INSTRUCTIONS TO FOLLOW — Could you please retype all of the data below exactly?

------------------------------------------------------------------------

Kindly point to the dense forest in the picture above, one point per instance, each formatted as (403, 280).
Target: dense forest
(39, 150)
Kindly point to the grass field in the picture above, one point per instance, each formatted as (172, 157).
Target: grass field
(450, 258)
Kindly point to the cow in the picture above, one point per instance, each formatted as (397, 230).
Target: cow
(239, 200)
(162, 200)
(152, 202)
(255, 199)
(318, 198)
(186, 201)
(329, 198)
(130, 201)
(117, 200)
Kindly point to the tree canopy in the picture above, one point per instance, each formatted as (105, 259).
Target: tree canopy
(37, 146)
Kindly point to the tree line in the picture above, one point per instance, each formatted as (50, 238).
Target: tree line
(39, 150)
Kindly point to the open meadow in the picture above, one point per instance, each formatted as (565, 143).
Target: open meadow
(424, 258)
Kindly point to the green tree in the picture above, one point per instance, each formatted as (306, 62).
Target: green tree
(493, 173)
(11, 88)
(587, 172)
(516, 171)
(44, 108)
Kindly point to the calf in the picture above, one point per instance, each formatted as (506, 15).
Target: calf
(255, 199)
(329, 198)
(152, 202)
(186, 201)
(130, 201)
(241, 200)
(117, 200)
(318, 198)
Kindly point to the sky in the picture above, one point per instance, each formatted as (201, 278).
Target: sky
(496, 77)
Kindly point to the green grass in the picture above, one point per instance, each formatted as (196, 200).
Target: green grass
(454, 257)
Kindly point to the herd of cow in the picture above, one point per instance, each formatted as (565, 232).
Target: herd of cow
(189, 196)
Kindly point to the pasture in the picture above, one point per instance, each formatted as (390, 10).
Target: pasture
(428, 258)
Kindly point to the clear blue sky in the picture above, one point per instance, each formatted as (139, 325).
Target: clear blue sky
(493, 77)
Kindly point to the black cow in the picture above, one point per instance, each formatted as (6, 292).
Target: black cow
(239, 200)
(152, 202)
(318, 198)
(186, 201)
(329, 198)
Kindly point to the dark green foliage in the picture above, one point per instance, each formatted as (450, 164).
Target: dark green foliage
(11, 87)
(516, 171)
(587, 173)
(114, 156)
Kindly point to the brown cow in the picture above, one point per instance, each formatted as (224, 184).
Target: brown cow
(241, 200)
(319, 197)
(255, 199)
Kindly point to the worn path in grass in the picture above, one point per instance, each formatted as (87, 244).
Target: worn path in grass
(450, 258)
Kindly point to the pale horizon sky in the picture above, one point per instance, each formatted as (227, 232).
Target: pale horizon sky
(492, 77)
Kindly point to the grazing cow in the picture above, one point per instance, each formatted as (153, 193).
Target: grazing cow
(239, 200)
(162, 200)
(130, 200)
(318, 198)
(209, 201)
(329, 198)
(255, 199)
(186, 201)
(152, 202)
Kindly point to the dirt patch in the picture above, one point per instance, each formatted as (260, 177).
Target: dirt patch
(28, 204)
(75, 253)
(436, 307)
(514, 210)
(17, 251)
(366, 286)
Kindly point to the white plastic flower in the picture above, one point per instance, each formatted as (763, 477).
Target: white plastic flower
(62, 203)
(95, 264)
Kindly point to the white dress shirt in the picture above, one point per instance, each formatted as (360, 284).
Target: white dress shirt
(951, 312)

------------------------------------------------------------------------

TASK ANSWER —
Kindly point to the dense forest in the picture above, one point per instance, each formatted as (403, 280).
Target: dense forest
(39, 150)
Kindly point to the grass field in the picture above, one point per instance, each formatted as (172, 157).
Target: grass field
(450, 258)
Kindly point to the cow in the picture above, one point per instance, each formatted as (397, 230).
Target: cow
(239, 200)
(162, 200)
(152, 202)
(255, 199)
(318, 198)
(186, 201)
(329, 198)
(130, 201)
(117, 200)
Kindly point to the tree canopy in the picture above, one point per instance, each formatted as (105, 259).
Target: tree canopy
(37, 146)
Kindly point to the tree line in the picture above, one point per instance, each formatted as (50, 238).
Target: tree line
(39, 150)
Kindly point to the open meadow in the picture above, one point per instance, each formatted as (565, 143).
Target: open meadow
(424, 258)
Kindly point to the green tree in the picture above, one point per instance, each formatted as (306, 62).
Target: green tree
(493, 173)
(11, 88)
(587, 172)
(516, 171)
(44, 108)
Kindly point to the calf in the picture above, one point per instance, each formatted as (506, 15).
Target: calf
(255, 199)
(329, 198)
(152, 202)
(186, 201)
(130, 201)
(241, 200)
(117, 200)
(318, 198)
Kindly point to the sky in the picture above, one point per instance, each formatted as (201, 278).
Target: sky
(496, 77)
Kindly point to the green grass in the picture above, one point per instance, each formatted as (196, 200).
Target: green grass
(454, 257)
Kindly point to the herd of cow in the picture above, one point per instance, each formatted as (565, 232).
Target: herd of cow
(189, 196)
Kindly point to the pasture in the picture above, one point per instance, each formatted as (390, 10).
Target: pasture
(428, 258)
Kindly point to the clear blue sky in the picture above, one point per instance, each formatted as (139, 325).
Target: clear blue sky
(493, 77)
Kindly point to the black cow in the picture above, one point per instance, each formatted as (6, 292).
Target: black cow
(239, 200)
(152, 202)
(318, 198)
(186, 201)
(329, 198)
Kindly point to the dark green foliage in the picture above, one point per instance, each formatted as (450, 164).
Target: dark green foliage
(11, 87)
(516, 171)
(587, 173)
(114, 156)
Kindly point to the brown cow in the picture above, one point per instance, each formatted as (224, 184).
Target: brown cow
(241, 200)
(319, 197)
(255, 199)
Kindly point to the worn path in grass in the picture above, one point per instance, each formatted as (87, 244).
Target: worn path in grass
(450, 258)
Kindly point to the pale horizon sky in the picture above, one point per instance, each formatted as (227, 232).
Target: pale horizon sky
(492, 77)
Kindly point to the grazing cow in the picture above, one point per instance, each formatted as (153, 193).
Target: grazing cow
(239, 200)
(162, 200)
(130, 200)
(318, 198)
(209, 201)
(329, 198)
(255, 199)
(186, 201)
(152, 202)
Kindly point to the dirt patch in the picture above, one point per instance, each formatted as (260, 177).
Target: dirt patch
(28, 204)
(75, 253)
(436, 307)
(514, 210)
(17, 251)
(366, 286)
Kindly point to the white plastic flower in the picture above, one point per instance, each formatted as (763, 477).
Target: white plastic flower
(62, 203)
(95, 264)
Kindly point to the white dress shirt in the picture above, one point per instance, each formatted as (360, 284).
Target: white dress shirt
(951, 312)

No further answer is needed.